### Task prompt:
The entries below contain a stretch that opens with the line containing "For the trial run, indicate each instance of the white water" and closes with the line containing "x=337 y=126"; set down that stretch exactly, both ends included, and nothing else.

──────────────────────────────

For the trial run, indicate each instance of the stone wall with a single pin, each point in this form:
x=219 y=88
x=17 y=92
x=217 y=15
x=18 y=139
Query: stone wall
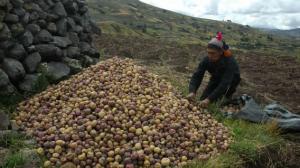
x=43 y=37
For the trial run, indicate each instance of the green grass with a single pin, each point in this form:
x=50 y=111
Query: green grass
x=149 y=21
x=14 y=160
x=250 y=140
x=14 y=141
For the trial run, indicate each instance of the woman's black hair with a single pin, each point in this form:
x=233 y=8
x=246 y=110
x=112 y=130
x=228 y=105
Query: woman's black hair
x=212 y=46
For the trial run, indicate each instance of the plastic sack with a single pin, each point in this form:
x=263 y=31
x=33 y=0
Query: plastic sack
x=252 y=112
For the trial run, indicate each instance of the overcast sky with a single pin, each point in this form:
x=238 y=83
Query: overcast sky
x=281 y=14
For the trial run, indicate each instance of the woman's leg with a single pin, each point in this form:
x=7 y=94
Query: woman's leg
x=234 y=84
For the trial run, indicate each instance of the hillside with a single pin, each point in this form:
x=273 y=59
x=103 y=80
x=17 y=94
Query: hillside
x=132 y=17
x=293 y=33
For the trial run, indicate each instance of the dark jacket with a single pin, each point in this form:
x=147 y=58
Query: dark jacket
x=223 y=72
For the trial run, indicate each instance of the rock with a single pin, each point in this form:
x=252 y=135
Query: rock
x=78 y=29
x=9 y=6
x=5 y=33
x=86 y=37
x=11 y=18
x=68 y=165
x=87 y=61
x=31 y=49
x=59 y=9
x=4 y=79
x=49 y=52
x=43 y=5
x=31 y=6
x=42 y=23
x=19 y=11
x=14 y=69
x=4 y=120
x=86 y=26
x=52 y=27
x=8 y=91
x=73 y=37
x=86 y=49
x=2 y=55
x=95 y=28
x=25 y=18
x=34 y=16
x=43 y=37
x=61 y=27
x=14 y=126
x=32 y=61
x=71 y=25
x=3 y=3
x=29 y=83
x=5 y=45
x=75 y=65
x=33 y=28
x=73 y=52
x=43 y=15
x=71 y=7
x=17 y=52
x=16 y=29
x=57 y=71
x=52 y=17
x=83 y=10
x=61 y=42
x=26 y=39
x=3 y=151
x=17 y=3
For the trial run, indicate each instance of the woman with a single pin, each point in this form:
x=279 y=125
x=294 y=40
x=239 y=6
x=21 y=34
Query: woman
x=224 y=70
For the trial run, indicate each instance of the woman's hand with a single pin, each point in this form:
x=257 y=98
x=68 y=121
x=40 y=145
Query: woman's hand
x=204 y=103
x=191 y=96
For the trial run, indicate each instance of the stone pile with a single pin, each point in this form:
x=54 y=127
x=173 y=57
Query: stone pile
x=43 y=37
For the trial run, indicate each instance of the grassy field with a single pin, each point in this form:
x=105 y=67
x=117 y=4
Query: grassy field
x=251 y=141
x=134 y=18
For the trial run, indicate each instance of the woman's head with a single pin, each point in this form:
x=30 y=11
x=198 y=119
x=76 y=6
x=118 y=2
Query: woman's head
x=215 y=48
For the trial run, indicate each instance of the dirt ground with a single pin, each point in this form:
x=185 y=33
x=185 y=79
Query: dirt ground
x=267 y=78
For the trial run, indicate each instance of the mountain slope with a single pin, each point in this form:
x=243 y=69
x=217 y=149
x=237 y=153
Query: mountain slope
x=132 y=17
x=293 y=33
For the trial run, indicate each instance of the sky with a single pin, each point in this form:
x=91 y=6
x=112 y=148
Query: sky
x=279 y=14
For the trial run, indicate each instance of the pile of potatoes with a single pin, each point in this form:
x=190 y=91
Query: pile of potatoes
x=116 y=114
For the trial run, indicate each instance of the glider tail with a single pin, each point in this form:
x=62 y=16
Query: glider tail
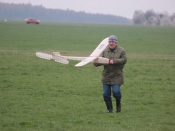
x=55 y=56
x=58 y=58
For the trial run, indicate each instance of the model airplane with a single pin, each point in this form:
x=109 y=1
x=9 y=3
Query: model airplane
x=94 y=57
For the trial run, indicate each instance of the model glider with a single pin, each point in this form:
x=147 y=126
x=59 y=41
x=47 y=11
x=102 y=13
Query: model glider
x=94 y=57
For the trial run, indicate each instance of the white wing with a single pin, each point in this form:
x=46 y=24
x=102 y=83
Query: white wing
x=100 y=48
x=85 y=61
x=95 y=53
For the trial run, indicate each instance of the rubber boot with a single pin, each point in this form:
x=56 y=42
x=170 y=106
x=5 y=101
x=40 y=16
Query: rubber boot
x=109 y=106
x=118 y=106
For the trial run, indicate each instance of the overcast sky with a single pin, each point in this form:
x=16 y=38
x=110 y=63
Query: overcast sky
x=123 y=8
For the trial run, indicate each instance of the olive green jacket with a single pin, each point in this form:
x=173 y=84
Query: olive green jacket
x=113 y=73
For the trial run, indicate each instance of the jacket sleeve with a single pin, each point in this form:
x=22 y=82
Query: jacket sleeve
x=122 y=60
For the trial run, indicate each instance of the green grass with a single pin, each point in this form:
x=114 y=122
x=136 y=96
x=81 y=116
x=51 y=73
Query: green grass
x=41 y=95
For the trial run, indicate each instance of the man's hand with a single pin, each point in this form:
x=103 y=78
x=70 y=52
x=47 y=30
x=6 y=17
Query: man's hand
x=95 y=64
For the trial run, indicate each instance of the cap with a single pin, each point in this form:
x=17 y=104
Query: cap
x=112 y=38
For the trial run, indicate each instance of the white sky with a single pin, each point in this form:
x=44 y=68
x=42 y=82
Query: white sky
x=123 y=8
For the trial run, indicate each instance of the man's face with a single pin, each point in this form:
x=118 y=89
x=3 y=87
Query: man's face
x=112 y=44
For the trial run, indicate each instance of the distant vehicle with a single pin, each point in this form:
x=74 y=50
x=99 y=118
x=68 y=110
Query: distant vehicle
x=33 y=21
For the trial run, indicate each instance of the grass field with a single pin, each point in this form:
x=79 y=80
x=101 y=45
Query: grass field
x=41 y=95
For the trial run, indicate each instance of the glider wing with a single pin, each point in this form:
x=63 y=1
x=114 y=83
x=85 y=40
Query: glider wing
x=95 y=54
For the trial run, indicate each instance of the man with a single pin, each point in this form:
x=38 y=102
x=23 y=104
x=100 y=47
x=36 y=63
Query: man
x=112 y=75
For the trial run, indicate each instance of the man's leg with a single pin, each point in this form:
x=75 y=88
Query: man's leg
x=107 y=97
x=117 y=95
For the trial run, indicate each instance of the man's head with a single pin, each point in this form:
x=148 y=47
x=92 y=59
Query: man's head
x=112 y=41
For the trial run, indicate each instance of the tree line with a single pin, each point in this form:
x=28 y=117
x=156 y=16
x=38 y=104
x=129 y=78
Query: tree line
x=23 y=11
x=154 y=19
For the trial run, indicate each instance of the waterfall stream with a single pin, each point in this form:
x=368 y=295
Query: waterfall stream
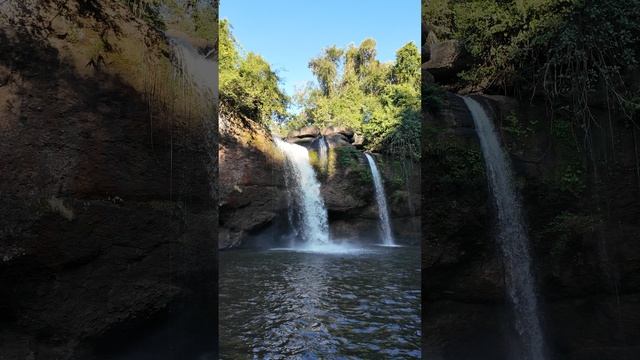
x=312 y=227
x=512 y=236
x=381 y=200
x=323 y=150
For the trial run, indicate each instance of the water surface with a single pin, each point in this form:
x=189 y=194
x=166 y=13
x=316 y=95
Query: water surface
x=283 y=304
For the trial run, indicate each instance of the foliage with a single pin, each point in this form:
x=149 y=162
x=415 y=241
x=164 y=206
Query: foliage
x=247 y=82
x=433 y=97
x=378 y=100
x=570 y=49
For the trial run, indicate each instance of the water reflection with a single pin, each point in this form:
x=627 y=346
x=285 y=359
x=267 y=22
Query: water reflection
x=282 y=304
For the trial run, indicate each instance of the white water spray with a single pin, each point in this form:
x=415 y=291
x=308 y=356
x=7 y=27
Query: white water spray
x=381 y=200
x=312 y=214
x=512 y=235
x=323 y=150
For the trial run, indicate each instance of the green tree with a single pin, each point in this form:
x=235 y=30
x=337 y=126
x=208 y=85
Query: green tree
x=247 y=82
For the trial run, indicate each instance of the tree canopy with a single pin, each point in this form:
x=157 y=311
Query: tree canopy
x=247 y=82
x=354 y=89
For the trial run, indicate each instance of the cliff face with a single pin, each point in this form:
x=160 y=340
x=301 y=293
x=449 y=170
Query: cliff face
x=253 y=203
x=582 y=211
x=107 y=228
x=253 y=192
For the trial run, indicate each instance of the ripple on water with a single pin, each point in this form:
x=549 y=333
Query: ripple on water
x=303 y=303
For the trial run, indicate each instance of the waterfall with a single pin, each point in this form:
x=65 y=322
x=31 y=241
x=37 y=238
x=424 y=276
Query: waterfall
x=512 y=235
x=312 y=216
x=323 y=149
x=381 y=200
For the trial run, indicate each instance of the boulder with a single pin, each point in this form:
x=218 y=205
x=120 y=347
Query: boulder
x=446 y=60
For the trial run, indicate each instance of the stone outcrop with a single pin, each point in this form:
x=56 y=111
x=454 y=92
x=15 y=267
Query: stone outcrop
x=584 y=260
x=252 y=187
x=108 y=220
x=446 y=60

──────────────────────────────

### Task answer:
For the trial run, indicate each instance of the white water spray with a single pin, each point in this form:
x=415 y=291
x=308 y=356
x=7 y=27
Query: white water spray
x=381 y=200
x=312 y=214
x=512 y=235
x=323 y=150
For the trial run, indicate each instance of the green tree with a single pin, each point in this form:
x=235 y=30
x=337 y=126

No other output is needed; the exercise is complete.